▼
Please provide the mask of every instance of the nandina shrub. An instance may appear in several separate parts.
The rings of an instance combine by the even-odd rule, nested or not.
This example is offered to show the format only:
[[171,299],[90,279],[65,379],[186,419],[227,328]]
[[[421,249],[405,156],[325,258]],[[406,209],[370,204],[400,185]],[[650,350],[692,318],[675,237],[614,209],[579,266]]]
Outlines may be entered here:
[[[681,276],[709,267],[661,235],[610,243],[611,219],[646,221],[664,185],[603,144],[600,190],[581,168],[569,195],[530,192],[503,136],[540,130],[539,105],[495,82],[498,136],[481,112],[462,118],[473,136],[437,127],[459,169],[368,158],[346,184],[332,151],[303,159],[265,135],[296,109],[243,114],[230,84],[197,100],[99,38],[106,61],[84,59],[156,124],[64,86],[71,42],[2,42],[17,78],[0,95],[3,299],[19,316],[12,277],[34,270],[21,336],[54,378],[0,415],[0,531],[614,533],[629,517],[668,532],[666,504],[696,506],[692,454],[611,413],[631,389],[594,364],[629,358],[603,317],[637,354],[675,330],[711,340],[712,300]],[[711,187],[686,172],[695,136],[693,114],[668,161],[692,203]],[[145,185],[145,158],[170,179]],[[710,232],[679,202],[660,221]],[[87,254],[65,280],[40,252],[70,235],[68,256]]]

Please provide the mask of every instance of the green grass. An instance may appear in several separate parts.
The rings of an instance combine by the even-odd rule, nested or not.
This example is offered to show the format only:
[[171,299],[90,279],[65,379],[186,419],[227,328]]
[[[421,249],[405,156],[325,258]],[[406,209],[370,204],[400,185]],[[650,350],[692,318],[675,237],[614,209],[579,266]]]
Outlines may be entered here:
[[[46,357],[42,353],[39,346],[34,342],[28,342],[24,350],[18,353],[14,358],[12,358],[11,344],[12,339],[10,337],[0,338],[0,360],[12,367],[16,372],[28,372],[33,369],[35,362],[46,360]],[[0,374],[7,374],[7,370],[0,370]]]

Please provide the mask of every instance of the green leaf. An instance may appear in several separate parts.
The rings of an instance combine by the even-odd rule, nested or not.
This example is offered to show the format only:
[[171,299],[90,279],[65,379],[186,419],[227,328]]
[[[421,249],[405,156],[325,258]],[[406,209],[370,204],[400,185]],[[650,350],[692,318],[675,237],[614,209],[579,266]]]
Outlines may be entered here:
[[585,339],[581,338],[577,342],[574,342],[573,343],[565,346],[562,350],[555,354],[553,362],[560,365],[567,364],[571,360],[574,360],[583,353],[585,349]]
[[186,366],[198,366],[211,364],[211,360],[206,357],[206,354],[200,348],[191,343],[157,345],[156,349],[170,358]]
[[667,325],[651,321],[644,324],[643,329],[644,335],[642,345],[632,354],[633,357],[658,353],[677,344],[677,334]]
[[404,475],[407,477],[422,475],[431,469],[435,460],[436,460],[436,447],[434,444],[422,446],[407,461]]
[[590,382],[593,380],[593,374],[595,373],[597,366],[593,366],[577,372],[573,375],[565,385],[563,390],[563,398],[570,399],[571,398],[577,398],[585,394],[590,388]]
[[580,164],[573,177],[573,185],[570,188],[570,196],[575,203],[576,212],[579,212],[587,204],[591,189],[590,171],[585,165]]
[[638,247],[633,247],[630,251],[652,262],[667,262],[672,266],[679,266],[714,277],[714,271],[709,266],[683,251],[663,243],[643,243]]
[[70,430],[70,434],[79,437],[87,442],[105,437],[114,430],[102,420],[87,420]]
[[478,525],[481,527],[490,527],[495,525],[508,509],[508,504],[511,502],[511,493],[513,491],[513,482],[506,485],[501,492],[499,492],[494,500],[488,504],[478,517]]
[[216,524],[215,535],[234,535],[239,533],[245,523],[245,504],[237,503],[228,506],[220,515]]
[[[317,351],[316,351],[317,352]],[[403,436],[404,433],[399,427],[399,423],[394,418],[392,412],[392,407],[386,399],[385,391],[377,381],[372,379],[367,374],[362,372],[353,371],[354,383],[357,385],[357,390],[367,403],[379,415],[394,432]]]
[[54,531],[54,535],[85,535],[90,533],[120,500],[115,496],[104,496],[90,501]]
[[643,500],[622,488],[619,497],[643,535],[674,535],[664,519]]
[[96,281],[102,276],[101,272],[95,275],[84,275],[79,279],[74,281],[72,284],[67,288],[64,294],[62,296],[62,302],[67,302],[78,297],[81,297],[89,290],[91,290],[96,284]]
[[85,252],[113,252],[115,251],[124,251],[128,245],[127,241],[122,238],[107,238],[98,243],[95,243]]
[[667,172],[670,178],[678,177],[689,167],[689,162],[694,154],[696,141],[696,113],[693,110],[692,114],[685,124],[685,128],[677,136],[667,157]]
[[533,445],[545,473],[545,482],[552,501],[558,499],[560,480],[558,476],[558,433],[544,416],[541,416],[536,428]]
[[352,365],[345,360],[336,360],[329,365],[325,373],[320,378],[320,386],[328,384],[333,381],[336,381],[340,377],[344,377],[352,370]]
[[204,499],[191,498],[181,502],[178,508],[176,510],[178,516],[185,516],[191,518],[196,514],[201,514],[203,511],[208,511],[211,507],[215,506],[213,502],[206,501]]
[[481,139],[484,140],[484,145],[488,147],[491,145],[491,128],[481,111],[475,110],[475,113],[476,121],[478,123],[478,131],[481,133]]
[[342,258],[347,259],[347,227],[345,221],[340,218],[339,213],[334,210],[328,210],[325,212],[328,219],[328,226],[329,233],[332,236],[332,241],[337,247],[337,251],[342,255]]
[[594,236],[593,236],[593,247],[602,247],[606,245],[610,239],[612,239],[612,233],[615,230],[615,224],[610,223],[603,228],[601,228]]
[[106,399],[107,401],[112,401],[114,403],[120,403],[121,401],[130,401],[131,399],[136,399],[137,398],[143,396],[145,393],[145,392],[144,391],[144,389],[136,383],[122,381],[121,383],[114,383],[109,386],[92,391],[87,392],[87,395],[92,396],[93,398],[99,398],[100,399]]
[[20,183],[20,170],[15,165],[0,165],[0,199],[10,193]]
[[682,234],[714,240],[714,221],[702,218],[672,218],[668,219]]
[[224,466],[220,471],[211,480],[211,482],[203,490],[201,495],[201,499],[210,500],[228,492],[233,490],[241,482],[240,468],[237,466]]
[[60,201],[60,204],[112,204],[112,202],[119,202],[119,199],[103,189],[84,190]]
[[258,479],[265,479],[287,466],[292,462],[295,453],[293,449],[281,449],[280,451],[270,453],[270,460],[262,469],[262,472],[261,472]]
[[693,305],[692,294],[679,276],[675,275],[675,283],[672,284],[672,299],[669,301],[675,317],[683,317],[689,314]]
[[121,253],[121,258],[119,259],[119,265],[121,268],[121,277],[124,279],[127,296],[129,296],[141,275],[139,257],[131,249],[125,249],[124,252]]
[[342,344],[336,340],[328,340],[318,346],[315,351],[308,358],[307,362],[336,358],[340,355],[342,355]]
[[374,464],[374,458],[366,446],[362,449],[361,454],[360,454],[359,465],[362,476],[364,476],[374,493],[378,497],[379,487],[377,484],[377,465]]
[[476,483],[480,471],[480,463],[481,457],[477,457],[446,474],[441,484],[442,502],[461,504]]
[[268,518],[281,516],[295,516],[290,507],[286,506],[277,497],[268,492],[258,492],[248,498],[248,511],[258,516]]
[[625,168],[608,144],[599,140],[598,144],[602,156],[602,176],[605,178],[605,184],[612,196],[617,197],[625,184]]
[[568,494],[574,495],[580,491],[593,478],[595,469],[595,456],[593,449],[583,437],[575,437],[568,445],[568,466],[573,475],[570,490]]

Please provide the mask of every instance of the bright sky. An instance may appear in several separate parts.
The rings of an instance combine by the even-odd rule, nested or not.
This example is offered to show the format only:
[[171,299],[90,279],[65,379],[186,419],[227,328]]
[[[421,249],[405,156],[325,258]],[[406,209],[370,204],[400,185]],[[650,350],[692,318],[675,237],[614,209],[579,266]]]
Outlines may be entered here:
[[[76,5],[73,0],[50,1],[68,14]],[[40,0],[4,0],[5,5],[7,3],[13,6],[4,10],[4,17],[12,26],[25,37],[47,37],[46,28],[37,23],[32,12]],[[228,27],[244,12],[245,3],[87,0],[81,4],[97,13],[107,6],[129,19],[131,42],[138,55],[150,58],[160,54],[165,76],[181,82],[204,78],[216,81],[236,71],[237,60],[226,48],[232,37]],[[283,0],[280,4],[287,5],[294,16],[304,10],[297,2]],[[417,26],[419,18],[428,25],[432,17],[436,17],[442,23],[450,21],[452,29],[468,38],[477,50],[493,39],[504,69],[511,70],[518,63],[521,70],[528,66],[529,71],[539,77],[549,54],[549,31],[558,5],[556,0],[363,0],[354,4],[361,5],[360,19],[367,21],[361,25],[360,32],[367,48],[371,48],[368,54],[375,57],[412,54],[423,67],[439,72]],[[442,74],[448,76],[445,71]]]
▲
WHAT YOU HAVE TO DO:
Collect each line of the data above that contains the word "every", and copy those lines in full.

SOLUTION TO THIS TASK:
Please provide the mask of every instance of the nandina shrub. An instance may appear in several separate parts.
Please provide the mask of every instance of the green grass. An instance may appear in several separate parts.
Please provide the mask of every instance of the green leaf. An instance may appear in several separate parts.
Please provide the mask of every instance of the bright sky. An instance may appear in several separate parts.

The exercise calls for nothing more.